Source extract
The federal environment department revealed last year it had not finalised a single recovery plan for threatened species in nearly 18 months and more than 170 were overdue. All listed species, including those requiring a recovery plan, have a conservation advice.

This year, the government asked the independent threatened species scientific committee (TSSC), which advises it on endangered wildlife, to review recovery plans for 914 threatened species and habitats to determine which should continue to have a recovery plan and which could just have a conservation advice.

The committee provided advice that 676 no longer required a recovery plan.

The government is responding to the committee’s recommendations in stages and on Friday published for public consultation the first tranche of 157 animals and plants and 28 ecological communities for which it proposes scrapping recovery plans.

They include the vulnerable green and golden bell frog and the spectacled flying-fox, which had its threat status upgraded to endangered after heatwaves in 2019.

Among the ecological communities is the critically endangered Cumberland plain woodland, one of the most under pressure woodlands in the country as a result of urban development in western Sydney.

It has been identified as requiring a recovery plan since 2009 but no plan has ever been finalised.

Labor’s environment spokeswoman, Terri Butler, said on Friday “Scott Morrison has given up on saving iconic Australian species.”

“The 2019-20 bushfires killed or displaced 3 billion animals and his response now is to cut 157 recovery plans.”

The Greens’ environment spokeswoman, Sarah Hanson-Young, said the government was seeking to rewrite its obligations and was “putting up the white flag on saving our wildlife and native plants”.

Related: New threatened species strategy won’t overcome Australia’s appalling record, campaigners say

“Downgrading the level of obligation on the minister is downgrading the protection of our native animals and species,” she said.

“This is all about letting the minister off the hook – the Morrison government has dropped the ball on protecting our environment and wildlife and now they want to change the rules and responsibilities.”

Helene Marsh, the chair of the threatened species scientific committee, told Guardian Australia that the species and habitats the committee had assessed were those for which recovery plans had expired, were due to expire or were overdue.

She said the committee had carefully considered every plant, animal and habitat and determined that overall about 13% of the country’s wildlife required a recovery plan.

Marsh said recovery planning had been ineffective, with plans often unfunded and actions not implemented.

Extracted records
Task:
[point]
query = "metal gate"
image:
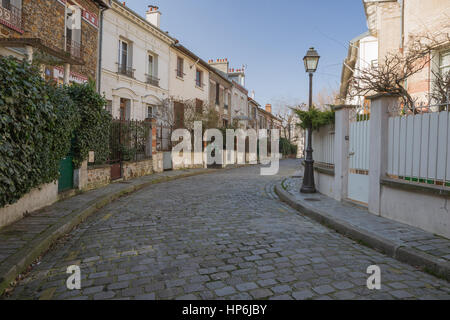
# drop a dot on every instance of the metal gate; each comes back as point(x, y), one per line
point(115, 158)
point(358, 175)
point(65, 181)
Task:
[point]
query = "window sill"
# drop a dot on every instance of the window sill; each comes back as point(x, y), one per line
point(322, 169)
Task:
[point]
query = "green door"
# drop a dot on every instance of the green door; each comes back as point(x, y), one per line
point(66, 174)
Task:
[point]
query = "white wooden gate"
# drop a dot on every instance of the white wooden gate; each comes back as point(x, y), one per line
point(358, 176)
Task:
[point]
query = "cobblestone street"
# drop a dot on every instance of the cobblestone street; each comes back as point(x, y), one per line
point(223, 235)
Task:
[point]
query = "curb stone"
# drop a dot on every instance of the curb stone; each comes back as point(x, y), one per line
point(411, 256)
point(19, 261)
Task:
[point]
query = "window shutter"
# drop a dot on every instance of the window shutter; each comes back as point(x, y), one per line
point(155, 66)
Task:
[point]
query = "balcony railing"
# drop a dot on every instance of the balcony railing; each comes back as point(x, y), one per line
point(126, 70)
point(153, 81)
point(11, 16)
point(73, 48)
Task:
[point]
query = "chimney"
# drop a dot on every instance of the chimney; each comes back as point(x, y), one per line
point(220, 64)
point(154, 16)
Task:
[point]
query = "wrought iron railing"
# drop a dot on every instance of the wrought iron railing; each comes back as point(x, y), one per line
point(125, 70)
point(153, 80)
point(74, 48)
point(11, 16)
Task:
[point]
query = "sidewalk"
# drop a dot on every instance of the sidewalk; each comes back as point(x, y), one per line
point(400, 241)
point(26, 240)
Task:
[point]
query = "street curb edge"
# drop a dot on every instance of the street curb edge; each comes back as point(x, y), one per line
point(411, 256)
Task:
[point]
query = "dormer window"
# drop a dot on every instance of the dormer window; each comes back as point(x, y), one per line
point(73, 31)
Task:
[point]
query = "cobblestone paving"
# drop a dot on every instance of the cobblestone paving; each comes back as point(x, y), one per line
point(218, 236)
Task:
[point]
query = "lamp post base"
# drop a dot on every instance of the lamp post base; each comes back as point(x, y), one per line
point(308, 178)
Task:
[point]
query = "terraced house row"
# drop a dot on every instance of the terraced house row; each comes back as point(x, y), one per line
point(143, 71)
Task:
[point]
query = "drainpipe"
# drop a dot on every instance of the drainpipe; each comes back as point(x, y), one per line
point(402, 44)
point(100, 49)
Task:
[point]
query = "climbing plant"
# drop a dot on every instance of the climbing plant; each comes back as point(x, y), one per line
point(315, 117)
point(36, 124)
point(95, 123)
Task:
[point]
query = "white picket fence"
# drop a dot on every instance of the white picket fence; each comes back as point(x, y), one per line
point(419, 147)
point(323, 144)
point(359, 146)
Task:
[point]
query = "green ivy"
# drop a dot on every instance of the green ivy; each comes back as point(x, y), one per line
point(36, 124)
point(94, 129)
point(287, 148)
point(39, 123)
point(315, 117)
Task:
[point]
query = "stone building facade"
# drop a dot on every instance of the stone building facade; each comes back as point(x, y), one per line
point(61, 34)
point(220, 90)
point(396, 23)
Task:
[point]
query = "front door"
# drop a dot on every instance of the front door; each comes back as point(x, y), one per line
point(65, 181)
point(358, 176)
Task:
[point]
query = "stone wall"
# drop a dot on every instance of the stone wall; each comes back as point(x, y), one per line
point(138, 169)
point(36, 199)
point(158, 162)
point(45, 20)
point(97, 177)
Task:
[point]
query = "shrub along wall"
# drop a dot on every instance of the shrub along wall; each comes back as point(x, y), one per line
point(38, 120)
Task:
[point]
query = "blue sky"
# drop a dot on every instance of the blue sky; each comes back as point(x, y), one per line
point(270, 37)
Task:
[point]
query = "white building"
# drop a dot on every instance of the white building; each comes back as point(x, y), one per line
point(135, 62)
point(364, 49)
point(239, 105)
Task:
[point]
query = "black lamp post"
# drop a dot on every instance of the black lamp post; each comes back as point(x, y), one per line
point(311, 61)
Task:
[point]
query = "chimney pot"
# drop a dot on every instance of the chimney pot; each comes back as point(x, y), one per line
point(154, 16)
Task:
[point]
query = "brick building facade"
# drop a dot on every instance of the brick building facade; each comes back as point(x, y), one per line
point(62, 35)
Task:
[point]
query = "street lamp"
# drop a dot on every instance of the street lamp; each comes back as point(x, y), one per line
point(311, 61)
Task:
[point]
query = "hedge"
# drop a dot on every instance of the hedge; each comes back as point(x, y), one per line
point(315, 117)
point(38, 120)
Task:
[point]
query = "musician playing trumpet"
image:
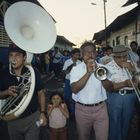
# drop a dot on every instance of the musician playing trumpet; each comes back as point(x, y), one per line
point(122, 100)
point(24, 126)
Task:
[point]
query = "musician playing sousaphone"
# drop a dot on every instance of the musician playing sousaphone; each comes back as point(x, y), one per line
point(22, 123)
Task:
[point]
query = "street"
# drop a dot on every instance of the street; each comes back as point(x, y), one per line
point(53, 85)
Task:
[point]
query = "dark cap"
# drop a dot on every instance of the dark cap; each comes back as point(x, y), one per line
point(120, 50)
point(14, 48)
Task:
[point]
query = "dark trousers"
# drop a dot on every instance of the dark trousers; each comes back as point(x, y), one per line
point(68, 97)
point(24, 128)
point(4, 135)
point(58, 133)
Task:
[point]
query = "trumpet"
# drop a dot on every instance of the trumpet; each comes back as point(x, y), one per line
point(135, 76)
point(101, 73)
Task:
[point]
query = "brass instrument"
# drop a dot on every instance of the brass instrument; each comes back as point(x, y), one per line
point(32, 29)
point(135, 76)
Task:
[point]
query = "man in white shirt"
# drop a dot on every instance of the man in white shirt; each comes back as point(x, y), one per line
point(73, 61)
point(122, 100)
point(90, 95)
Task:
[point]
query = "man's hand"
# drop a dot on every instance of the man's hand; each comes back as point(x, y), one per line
point(12, 91)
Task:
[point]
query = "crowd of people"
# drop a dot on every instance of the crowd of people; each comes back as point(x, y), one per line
point(105, 105)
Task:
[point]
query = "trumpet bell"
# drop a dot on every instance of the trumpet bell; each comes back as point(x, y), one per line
point(101, 73)
point(30, 27)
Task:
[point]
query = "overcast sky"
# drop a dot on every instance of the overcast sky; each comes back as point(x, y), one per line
point(78, 20)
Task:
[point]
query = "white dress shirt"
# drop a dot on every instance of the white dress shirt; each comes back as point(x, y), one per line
point(117, 74)
point(67, 64)
point(92, 92)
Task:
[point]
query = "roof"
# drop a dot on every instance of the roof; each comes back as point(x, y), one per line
point(129, 2)
point(33, 1)
point(117, 24)
point(62, 39)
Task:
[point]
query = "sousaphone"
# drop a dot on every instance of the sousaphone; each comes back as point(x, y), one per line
point(31, 28)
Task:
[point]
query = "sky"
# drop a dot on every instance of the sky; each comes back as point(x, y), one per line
point(78, 20)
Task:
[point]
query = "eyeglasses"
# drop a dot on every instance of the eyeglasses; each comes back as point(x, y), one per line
point(121, 57)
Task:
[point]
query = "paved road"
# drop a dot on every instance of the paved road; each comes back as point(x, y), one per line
point(54, 85)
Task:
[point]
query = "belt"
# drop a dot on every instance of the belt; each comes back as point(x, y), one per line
point(124, 91)
point(96, 104)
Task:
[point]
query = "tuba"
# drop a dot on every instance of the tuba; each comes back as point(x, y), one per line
point(32, 29)
point(134, 77)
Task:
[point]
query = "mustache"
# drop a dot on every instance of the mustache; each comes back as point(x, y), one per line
point(12, 62)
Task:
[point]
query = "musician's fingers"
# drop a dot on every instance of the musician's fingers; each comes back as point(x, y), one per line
point(12, 91)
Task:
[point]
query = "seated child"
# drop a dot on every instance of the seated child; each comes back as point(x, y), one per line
point(58, 115)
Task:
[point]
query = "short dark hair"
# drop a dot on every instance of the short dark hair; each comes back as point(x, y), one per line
point(14, 48)
point(76, 50)
point(134, 42)
point(108, 48)
point(87, 43)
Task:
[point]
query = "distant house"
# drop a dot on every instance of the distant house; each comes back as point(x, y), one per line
point(61, 42)
point(124, 29)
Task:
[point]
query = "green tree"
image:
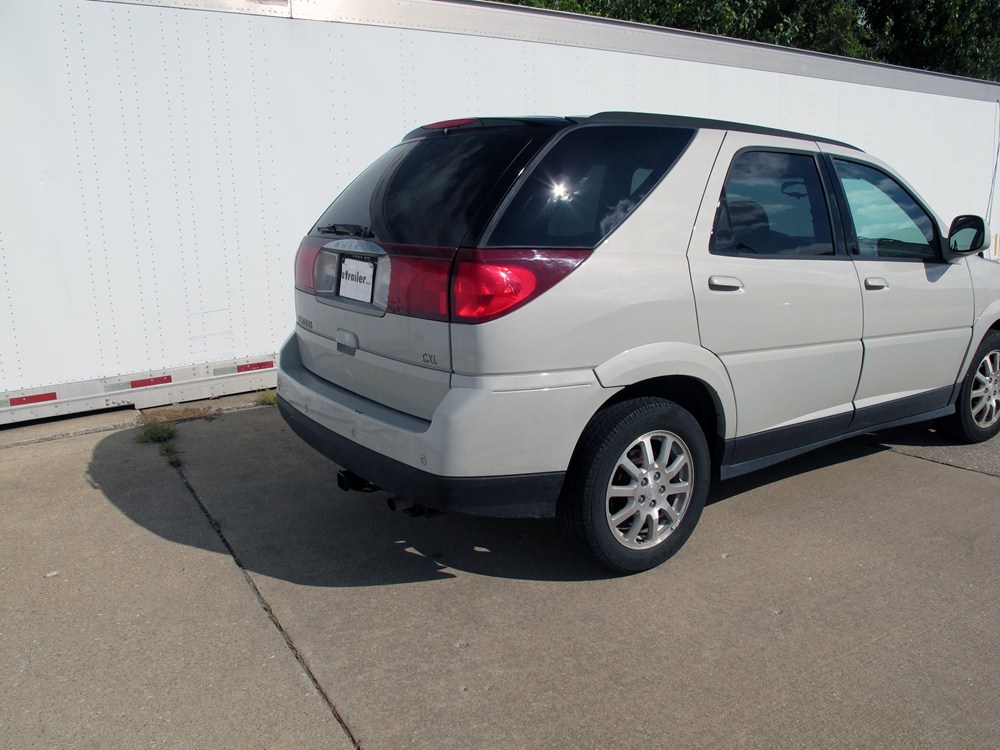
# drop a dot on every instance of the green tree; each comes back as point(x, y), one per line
point(950, 36)
point(961, 37)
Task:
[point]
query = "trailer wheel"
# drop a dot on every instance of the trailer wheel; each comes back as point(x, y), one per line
point(637, 485)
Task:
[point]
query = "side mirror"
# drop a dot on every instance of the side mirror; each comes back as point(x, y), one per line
point(968, 234)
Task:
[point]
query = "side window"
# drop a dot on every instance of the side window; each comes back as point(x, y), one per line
point(888, 221)
point(772, 204)
point(586, 185)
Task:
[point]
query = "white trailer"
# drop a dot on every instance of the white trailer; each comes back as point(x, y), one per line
point(159, 161)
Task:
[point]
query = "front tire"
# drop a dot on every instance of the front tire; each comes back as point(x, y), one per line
point(637, 485)
point(977, 416)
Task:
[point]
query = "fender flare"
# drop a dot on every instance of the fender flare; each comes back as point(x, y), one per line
point(667, 359)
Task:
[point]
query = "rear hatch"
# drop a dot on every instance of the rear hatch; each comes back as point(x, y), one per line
point(372, 276)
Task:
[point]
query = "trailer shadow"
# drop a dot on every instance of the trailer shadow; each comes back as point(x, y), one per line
point(275, 503)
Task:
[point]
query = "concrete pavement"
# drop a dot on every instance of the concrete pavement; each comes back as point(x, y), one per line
point(845, 599)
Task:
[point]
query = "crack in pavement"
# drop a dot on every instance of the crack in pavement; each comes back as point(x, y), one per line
point(268, 611)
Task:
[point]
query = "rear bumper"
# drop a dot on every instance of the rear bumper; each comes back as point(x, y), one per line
point(495, 446)
point(515, 496)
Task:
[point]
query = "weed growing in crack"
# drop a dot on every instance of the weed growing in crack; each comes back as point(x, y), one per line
point(156, 432)
point(162, 433)
point(267, 398)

Problems to work on
(a) Answer these questions using the threatened species article:
(i) How many threatened species and habitats did the government ask the committee to review?
(ii) Since what year has the Cumberland plain woodland been identified as requiring a recovery plan?
(iii) What share of the country's wildlife did the committee determine required a recovery plan?
(b) Summarize the threatened species article in two sentences.
(c) Copy out the passage of the threatened species article starting at "Helene Marsh, the" and ending at "or were overdue.".

Answers provided
(a)
(i) 914
(ii) 2009
(iii) About 13%

(b) The federal government asked the threatened species scientific committee to review recovery plans for 914 threatened species and habitats, and the committee advised that 676 no longer required one. The government has now proposed scrapping recovery plans for a first tranche of 157 animals and plants and 28 ecological communities, which the Labor and Greens environment spokeswomen criticized, while the committee's chair said recovery planning had been ineffective.

(c)
Helene Marsh, the chair of the threatened species scientific committee, told Guardian Australia that the species and habitats the committee had assessed were those for which recovery plans had expired, were due to expire or were overdue.